● 题目要求
请改写以下全部记录，将其中的“Example”一律替换为“Sample”，其余内容保持不变。

数据条目:
=====
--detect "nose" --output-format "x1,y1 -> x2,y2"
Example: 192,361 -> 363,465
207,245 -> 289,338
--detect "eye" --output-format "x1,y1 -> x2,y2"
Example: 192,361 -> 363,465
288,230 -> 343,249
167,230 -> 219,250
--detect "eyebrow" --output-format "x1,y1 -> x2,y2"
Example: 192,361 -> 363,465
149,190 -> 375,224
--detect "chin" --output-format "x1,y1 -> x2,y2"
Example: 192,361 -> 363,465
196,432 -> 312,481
=====
● 参考答案
--detect "nose" --output-format "x1,y1 -> x2,y2"
Sample: 192,361 -> 363,465
207,245 -> 289,338
--detect "eye" --output-format "x1,y1 -> x2,y2"
Sample: 192,361 -> 363,465
288,230 -> 343,249
167,230 -> 219,250
--detect "eyebrow" --output-format "x1,y1 -> x2,y2"
Sample: 192,361 -> 363,465
149,190 -> 375,224
--detect "chin" --output-format "x1,y1 -> x2,y2"
Sample: 192,361 -> 363,465
196,432 -> 312,481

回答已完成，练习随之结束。